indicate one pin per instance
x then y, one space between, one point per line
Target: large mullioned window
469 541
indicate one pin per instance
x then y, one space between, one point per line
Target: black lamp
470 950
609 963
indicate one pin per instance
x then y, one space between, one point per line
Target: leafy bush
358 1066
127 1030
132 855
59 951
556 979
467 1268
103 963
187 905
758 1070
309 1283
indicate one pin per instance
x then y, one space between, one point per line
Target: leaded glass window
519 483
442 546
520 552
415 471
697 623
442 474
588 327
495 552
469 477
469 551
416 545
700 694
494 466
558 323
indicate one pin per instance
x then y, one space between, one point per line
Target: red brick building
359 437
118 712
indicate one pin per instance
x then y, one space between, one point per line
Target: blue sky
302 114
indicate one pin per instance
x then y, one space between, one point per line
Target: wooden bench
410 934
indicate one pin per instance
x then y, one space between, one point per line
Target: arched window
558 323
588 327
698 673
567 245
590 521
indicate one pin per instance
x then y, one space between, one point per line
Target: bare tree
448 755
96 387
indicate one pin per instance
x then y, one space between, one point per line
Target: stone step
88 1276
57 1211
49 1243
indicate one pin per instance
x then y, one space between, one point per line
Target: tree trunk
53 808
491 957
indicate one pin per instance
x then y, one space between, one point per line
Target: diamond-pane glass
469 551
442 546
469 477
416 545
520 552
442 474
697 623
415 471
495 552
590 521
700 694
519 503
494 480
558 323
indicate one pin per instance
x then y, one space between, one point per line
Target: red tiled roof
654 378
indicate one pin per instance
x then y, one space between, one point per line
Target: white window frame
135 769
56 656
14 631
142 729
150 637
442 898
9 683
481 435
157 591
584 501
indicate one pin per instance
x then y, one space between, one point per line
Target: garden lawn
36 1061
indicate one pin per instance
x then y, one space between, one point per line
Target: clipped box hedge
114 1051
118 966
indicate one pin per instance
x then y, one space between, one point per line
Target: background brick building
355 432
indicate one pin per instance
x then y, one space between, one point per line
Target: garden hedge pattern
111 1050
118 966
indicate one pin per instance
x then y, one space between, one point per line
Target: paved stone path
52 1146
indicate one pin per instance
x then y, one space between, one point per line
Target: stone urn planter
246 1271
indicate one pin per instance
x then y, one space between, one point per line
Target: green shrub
○ ○ ○ ○ ○
**Goal:** Print out the whole listing exactly as it appears.

**Answer for this exercise:**
indicate one pin per instance
x then y, one space between, one point per line
Target: large mullioned window
469 541
indicate one pin per instance
x then y, one space between, one point per line
Target: black lamp
470 950
609 963
indicate one pin per instance
x then y, one space between, one point per line
Target: leafy bush
358 1066
127 1030
132 855
59 951
556 979
467 1268
103 963
187 905
758 1070
309 1283
indicate one pin per instance
x then y, one space between, one point per line
Target: leaded glass window
519 483
442 546
520 552
415 471
697 623
442 474
588 327
495 552
469 477
469 551
416 545
700 694
494 466
558 323
indicate one pin per instance
x then y, one space between, one point per line
Target: red brick building
359 437
118 712
indicate one pin per instance
x then y, one space between, one point per line
Target: blue sky
302 114
indicate one pin per instance
x then y, one space between, one point per line
Target: wooden bench
410 934
indicate one pin per instance
x then y, one space between, one point per line
Target: arched window
558 323
588 327
698 673
567 245
590 521
indicate one pin per instance
x then y, one space between, one point per line
Target: bare tree
448 755
96 387
indicate one pin per instance
x then y, one space between, one point per line
Target: stone step
88 1276
57 1211
49 1243
indicate one pin per instance
x then y, one space between, one point per line
Target: tree trunk
53 808
491 957
indicate one pin per instance
x then y, one space between, one point per line
Target: diamond-pane glass
469 551
442 546
469 477
416 545
520 552
442 474
697 623
415 471
495 552
590 521
700 694
519 503
494 480
558 323
indicate one pin per instance
x then y, one space between, one point per line
Target: red tiled roof
654 378
indicate one pin per instance
x then y, one space between, one point per line
Target: white window frame
135 769
56 656
14 631
142 729
150 637
442 898
9 683
481 435
157 591
584 501
indicate one pin per instance
x then y, one space between, one point per line
Target: garden lawn
36 1061
indicate one pin per instance
x then y, one space between, one point per line
Target: clipped box hedge
114 1051
118 966
indicate one pin per instance
x then y, one space between, one point per line
Target: background brick building
355 432
indicate one pin per instance
x then y, one space between, one point per line
Target: garden hedge pattern
111 1050
118 966
indicate one pin per instance
x then y, one space between, one point per line
Target: paved stone path
52 1146
indicate one pin per instance
x then y, one space between, one point per line
Target: stone urn planter
246 1271
indicate one pin per instance
x then y, one space between, one point per line
Target: green shrub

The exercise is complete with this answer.